**What to work on**
Find the line in the data below that contains "of the running". Return that line and all the lines after it, unchanged.

[Natural language region descriptions]

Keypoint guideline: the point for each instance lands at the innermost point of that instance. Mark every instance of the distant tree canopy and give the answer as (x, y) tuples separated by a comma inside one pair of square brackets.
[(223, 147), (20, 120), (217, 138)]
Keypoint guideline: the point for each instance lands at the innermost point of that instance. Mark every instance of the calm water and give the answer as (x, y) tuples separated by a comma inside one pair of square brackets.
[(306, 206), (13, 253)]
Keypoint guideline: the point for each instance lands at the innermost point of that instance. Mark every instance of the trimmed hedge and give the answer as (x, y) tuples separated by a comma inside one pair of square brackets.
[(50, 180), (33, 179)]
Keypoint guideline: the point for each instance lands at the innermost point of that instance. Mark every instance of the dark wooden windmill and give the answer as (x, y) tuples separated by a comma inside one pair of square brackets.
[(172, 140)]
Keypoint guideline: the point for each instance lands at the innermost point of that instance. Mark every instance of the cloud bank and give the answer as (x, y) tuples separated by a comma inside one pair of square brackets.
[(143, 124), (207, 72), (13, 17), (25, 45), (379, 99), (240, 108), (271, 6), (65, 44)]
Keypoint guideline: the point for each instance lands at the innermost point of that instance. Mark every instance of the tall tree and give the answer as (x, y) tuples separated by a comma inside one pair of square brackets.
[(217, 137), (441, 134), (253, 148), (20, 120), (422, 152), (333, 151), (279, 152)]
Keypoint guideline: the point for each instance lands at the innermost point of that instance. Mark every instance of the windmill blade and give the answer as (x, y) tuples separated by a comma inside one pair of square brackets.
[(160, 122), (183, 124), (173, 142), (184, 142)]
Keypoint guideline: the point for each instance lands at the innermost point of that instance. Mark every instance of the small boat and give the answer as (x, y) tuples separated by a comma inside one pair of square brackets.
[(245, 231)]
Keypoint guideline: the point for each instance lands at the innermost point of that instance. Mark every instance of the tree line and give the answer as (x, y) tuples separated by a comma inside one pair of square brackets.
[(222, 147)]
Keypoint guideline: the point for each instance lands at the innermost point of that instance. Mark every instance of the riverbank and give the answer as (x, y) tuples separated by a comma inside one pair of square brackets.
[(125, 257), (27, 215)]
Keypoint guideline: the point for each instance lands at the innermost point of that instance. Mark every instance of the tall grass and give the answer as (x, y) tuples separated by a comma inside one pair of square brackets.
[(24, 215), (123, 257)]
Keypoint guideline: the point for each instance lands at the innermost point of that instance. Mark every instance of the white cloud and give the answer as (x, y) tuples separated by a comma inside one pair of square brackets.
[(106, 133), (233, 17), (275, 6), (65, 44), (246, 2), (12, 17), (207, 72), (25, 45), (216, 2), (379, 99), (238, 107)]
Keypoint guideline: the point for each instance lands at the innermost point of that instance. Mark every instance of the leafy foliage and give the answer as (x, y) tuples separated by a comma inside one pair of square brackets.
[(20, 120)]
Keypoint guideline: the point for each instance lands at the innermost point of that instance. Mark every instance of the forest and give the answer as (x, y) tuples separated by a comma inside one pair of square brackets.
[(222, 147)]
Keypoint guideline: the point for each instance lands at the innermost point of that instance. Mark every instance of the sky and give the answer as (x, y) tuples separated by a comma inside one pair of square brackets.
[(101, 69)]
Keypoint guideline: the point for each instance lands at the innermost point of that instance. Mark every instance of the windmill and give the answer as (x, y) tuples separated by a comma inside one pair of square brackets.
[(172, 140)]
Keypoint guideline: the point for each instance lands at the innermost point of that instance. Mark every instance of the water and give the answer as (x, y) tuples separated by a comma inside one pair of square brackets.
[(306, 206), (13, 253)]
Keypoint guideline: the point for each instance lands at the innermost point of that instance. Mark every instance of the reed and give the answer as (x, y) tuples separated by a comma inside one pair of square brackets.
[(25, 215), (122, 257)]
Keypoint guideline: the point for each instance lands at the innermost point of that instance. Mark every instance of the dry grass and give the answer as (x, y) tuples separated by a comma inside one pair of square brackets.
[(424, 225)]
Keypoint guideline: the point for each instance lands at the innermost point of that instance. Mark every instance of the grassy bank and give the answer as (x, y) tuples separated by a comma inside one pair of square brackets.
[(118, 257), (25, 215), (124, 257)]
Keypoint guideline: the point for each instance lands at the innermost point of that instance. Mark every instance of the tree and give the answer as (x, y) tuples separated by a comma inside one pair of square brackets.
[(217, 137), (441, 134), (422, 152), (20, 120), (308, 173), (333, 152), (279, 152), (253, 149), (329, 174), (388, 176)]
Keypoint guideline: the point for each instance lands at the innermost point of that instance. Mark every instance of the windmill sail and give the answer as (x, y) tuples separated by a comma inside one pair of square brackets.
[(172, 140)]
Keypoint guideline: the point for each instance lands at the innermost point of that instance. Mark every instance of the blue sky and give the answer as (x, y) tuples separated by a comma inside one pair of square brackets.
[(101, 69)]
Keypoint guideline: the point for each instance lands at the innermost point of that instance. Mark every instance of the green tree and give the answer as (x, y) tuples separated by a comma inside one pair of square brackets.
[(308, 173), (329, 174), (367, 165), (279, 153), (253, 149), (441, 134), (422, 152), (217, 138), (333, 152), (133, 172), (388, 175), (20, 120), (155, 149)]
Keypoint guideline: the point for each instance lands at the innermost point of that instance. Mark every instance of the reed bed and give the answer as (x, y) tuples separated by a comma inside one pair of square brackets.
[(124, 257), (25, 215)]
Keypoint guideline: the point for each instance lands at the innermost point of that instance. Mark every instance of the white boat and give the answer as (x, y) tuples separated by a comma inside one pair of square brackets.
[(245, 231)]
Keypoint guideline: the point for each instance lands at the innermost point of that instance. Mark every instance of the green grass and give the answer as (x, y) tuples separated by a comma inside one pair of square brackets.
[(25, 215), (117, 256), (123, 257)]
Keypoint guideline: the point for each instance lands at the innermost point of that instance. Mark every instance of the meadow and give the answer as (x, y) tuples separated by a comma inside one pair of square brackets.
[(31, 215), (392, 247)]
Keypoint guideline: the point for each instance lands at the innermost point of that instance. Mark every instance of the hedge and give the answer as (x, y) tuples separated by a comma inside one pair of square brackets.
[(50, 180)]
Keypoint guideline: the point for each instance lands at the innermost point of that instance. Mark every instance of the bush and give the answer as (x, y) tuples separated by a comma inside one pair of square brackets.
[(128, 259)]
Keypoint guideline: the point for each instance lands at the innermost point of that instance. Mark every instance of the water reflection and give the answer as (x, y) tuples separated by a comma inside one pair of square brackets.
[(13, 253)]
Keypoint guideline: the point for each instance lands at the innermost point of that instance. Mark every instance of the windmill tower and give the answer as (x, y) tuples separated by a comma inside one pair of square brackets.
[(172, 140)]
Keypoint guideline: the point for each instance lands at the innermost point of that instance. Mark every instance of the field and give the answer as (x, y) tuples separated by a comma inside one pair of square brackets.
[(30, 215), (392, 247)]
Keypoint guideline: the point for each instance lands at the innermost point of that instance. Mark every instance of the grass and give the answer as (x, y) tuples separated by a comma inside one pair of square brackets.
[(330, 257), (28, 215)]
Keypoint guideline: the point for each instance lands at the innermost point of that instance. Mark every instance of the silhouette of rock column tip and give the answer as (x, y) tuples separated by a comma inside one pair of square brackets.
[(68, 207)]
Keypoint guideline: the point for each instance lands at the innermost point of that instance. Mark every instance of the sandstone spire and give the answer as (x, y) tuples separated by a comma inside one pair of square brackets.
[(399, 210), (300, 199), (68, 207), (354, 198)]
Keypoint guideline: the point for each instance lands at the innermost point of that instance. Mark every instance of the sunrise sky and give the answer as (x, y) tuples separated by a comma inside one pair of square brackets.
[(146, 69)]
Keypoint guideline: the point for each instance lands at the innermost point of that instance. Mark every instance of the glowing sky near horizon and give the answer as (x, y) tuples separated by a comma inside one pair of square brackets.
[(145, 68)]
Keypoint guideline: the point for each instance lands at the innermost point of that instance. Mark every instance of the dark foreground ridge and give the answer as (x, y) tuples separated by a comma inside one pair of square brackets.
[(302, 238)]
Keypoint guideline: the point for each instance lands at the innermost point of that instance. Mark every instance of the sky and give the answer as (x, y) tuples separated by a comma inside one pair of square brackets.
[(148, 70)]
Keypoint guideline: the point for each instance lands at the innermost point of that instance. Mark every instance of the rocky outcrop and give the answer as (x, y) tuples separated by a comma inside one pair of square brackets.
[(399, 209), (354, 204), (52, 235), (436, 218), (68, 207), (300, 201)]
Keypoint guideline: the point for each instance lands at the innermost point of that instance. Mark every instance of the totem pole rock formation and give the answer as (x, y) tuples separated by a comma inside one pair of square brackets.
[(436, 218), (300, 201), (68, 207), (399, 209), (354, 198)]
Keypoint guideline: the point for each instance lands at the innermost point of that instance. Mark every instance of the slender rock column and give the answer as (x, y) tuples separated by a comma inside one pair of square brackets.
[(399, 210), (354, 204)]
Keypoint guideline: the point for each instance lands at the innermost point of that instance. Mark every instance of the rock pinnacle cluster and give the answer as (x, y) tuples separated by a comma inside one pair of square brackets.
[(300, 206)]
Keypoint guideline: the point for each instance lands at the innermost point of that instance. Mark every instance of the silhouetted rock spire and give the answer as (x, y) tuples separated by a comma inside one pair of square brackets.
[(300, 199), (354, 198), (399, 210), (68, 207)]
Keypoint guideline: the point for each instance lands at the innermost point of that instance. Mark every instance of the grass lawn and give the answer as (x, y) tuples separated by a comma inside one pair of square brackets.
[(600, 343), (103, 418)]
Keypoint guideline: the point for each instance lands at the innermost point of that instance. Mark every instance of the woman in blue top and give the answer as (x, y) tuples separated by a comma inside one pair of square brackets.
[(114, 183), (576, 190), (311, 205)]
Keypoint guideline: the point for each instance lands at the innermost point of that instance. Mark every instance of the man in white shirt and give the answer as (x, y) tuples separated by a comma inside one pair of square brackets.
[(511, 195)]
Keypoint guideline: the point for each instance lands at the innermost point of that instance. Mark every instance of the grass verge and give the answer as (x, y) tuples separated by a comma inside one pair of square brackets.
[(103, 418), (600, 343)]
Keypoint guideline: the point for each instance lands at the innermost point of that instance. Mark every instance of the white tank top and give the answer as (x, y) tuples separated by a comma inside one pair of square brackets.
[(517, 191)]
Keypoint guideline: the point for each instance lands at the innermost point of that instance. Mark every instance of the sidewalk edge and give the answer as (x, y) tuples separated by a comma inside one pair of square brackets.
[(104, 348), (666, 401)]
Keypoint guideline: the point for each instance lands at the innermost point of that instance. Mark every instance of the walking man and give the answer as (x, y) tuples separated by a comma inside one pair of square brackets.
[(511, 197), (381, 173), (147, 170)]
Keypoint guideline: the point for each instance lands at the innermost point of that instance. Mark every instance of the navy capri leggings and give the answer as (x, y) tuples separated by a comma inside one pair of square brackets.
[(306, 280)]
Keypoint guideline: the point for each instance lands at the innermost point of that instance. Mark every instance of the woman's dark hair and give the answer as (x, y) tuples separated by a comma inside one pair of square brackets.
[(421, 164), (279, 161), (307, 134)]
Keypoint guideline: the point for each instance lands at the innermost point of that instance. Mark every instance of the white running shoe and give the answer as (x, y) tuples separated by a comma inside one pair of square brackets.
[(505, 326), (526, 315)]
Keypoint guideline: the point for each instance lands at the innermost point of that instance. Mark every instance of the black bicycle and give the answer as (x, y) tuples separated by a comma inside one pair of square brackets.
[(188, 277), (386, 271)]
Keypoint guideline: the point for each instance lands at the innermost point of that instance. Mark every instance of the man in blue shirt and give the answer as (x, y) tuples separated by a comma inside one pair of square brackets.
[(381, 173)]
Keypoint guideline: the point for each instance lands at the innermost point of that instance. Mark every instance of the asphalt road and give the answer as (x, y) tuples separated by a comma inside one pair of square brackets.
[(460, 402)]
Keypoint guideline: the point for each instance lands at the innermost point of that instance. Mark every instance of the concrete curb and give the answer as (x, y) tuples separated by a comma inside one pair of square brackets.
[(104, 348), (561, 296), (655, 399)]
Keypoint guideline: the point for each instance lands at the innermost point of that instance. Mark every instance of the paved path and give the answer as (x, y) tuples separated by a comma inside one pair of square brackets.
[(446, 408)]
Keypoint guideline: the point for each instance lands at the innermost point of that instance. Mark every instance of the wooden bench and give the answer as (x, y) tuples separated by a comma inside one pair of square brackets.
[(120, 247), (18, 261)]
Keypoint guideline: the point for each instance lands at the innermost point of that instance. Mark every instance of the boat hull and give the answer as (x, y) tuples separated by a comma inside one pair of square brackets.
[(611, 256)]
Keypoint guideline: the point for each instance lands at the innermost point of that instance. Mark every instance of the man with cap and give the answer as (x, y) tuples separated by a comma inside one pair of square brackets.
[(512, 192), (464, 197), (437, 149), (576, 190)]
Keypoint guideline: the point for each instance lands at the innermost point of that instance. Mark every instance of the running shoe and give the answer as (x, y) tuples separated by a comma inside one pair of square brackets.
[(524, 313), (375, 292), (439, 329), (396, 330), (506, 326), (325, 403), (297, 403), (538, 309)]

**Reply**
Keypoint guideline: the point for each instance lands at the innermost point of that instance. Mark every instance of the running shoe and give the answer as (x, y) tuples separated by a comma inside one pair of square brackets.
[(524, 313), (375, 292), (439, 329), (396, 330), (506, 326), (325, 403), (297, 403), (538, 309)]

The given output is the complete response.